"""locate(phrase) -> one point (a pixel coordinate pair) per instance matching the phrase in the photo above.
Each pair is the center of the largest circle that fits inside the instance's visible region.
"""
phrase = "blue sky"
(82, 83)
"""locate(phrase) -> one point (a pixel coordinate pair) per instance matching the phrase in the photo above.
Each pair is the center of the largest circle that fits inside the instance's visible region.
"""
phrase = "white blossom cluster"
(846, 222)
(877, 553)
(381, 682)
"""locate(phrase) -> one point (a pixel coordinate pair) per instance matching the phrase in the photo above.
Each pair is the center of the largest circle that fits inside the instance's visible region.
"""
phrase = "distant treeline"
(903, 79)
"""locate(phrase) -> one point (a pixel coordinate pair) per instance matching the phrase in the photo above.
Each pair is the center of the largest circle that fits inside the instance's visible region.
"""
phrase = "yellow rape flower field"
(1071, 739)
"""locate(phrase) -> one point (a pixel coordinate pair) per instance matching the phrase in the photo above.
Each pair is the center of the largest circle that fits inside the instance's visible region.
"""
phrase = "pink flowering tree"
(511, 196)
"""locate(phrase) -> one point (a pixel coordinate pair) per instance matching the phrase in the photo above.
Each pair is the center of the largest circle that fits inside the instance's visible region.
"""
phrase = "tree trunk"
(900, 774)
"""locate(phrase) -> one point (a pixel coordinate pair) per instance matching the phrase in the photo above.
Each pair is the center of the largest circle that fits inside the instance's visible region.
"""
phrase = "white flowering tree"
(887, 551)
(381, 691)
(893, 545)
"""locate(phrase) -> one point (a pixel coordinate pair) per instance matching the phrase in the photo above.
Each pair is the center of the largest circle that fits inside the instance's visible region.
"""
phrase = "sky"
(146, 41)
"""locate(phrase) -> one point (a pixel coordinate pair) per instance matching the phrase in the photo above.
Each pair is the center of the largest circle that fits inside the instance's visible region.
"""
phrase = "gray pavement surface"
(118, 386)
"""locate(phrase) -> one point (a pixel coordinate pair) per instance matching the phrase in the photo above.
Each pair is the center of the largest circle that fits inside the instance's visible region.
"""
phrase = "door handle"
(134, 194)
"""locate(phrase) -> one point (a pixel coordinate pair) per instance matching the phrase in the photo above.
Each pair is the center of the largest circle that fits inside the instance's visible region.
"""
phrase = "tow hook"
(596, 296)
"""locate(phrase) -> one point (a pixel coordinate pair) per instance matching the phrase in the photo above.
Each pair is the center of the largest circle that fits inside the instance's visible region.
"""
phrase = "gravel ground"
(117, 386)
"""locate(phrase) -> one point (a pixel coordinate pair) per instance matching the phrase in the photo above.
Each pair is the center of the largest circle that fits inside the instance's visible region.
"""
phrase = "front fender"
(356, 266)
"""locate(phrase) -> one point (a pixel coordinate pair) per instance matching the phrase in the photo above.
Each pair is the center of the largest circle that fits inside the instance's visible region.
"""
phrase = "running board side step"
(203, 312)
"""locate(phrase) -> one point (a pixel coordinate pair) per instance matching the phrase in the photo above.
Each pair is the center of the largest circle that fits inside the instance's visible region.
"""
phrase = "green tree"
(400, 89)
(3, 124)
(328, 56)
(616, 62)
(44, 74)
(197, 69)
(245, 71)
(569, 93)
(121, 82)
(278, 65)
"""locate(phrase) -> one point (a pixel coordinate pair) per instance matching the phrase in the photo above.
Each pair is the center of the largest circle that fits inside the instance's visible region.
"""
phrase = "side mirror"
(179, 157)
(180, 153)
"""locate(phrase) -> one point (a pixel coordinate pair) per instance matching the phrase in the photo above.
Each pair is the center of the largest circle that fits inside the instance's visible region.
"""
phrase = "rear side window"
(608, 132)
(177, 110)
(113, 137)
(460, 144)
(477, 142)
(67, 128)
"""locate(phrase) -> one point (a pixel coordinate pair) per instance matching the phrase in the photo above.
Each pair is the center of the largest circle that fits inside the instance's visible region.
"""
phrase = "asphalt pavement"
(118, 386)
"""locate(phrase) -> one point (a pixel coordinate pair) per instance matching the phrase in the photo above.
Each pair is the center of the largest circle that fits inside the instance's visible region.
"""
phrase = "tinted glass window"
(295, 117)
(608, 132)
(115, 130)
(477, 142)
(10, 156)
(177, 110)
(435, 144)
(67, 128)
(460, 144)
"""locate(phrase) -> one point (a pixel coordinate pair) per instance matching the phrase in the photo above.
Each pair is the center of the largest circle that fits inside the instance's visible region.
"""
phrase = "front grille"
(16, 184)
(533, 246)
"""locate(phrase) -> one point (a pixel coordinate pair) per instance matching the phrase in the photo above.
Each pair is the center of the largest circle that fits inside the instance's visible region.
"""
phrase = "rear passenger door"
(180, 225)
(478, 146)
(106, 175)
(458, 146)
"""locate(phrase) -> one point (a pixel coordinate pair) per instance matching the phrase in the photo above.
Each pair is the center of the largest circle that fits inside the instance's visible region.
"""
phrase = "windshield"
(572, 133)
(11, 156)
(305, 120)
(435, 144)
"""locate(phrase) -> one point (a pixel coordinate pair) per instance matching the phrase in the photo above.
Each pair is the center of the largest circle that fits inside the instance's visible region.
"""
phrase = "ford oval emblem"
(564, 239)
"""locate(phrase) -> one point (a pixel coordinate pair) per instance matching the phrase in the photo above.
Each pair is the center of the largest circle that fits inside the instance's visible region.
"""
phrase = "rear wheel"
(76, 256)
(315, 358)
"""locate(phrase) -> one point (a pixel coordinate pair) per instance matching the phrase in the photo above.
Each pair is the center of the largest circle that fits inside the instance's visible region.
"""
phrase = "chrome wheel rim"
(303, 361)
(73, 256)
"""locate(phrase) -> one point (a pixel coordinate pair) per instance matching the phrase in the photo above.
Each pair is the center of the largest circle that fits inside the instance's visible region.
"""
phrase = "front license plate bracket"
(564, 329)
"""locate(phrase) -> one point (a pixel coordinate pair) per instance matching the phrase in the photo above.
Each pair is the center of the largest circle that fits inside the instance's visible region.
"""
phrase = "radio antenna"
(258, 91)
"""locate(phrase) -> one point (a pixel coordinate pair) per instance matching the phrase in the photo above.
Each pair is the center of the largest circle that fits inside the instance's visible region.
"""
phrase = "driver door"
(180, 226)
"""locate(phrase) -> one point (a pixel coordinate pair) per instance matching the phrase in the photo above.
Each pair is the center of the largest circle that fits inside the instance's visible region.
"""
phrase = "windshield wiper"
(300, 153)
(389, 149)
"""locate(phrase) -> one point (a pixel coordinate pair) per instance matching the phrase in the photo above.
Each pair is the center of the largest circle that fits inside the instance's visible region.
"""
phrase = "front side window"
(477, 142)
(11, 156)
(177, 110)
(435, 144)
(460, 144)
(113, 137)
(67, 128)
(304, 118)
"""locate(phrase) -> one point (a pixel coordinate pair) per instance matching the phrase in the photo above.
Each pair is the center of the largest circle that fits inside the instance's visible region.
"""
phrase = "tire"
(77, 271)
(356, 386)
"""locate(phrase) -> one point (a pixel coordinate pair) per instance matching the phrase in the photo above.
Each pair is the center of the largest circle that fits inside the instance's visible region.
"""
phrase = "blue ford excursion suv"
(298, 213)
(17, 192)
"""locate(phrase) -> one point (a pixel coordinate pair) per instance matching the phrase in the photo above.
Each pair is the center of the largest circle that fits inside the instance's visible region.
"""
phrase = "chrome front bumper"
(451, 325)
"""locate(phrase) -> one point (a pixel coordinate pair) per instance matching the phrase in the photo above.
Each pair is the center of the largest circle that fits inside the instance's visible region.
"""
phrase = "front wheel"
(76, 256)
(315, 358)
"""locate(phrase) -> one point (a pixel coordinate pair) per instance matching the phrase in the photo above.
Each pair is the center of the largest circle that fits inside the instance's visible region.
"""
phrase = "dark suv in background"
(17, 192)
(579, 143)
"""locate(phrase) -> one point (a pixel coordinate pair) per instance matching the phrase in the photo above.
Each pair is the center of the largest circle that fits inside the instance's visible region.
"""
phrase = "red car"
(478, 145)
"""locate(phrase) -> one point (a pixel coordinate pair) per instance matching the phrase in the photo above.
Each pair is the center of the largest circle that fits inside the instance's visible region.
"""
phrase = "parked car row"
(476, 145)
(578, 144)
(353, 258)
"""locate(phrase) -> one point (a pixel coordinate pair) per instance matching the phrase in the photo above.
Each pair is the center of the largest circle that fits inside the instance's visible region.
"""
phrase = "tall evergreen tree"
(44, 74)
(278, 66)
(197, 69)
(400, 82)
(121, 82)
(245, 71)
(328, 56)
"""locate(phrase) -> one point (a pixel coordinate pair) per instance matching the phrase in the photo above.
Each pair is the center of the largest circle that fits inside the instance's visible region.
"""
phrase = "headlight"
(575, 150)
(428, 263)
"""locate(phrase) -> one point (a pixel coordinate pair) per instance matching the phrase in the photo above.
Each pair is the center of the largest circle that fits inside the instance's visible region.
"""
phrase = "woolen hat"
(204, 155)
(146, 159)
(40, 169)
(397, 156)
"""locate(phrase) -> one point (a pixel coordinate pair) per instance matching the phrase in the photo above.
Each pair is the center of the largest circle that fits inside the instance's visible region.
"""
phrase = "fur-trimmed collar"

--- --- ---

◆ Required task
Filter the records above, keeping every line that contains the string "ford". Treat the match as case-sensitive.

◆ The response
phrase = "ford oval emblem"
phrase = "blue ford excursion suv"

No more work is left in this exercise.